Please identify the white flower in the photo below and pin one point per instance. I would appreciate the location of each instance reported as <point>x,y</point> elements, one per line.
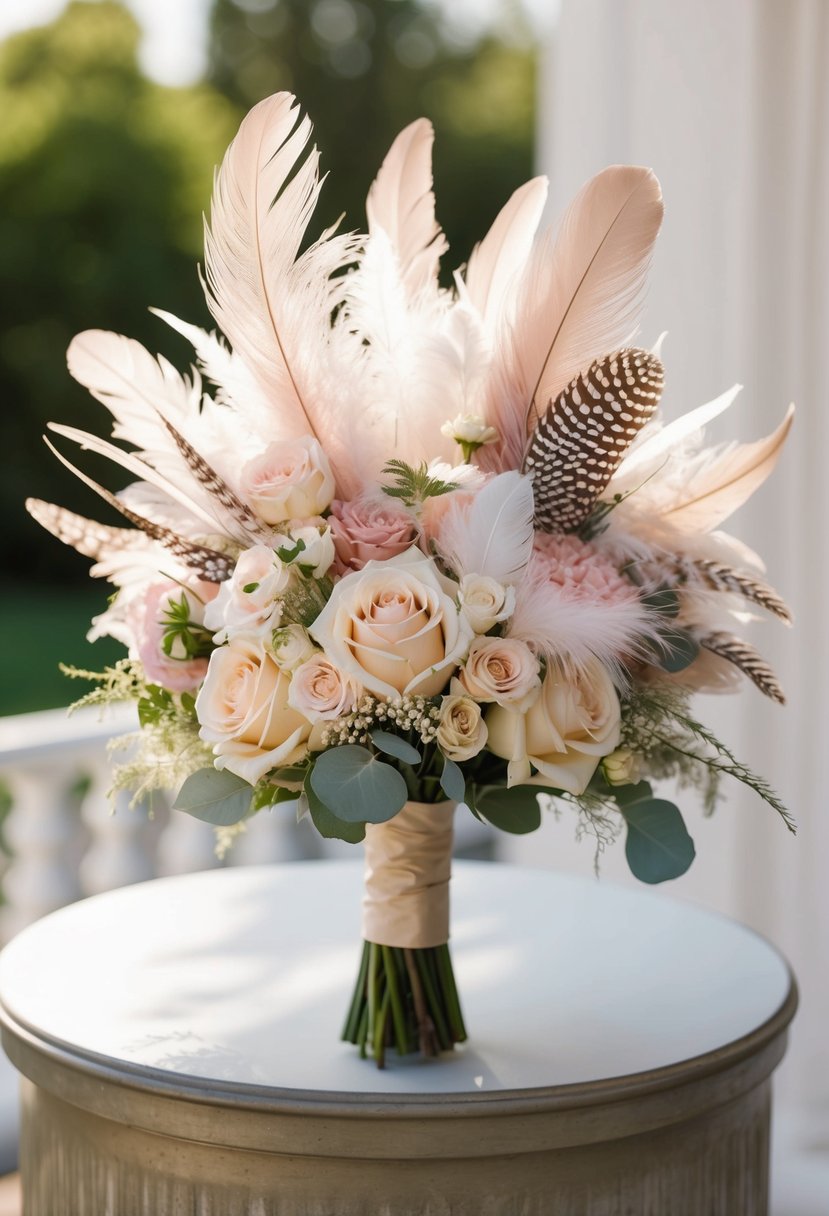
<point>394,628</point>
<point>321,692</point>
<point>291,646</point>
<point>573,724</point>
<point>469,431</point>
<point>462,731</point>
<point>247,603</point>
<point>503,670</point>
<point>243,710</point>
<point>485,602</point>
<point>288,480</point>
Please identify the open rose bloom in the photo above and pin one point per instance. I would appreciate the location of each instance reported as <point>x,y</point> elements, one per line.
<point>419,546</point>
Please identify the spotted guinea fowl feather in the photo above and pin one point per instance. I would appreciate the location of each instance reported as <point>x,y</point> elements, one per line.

_What to work on_.
From the line holding "Please identify the open" down to the final line above, quote every line exactly and only those lines.

_Correct response_.
Please identify the open rose bloom in the photo above and pin one point per instance. I would appreciate the location of each instance reported as <point>x,y</point> elements, one per line.
<point>419,546</point>
Please identify the spotted guinea fowl feather in the photo above and pin one point per instance. I would appreciate the location of each instance reported as <point>x,y</point> elements, one per line.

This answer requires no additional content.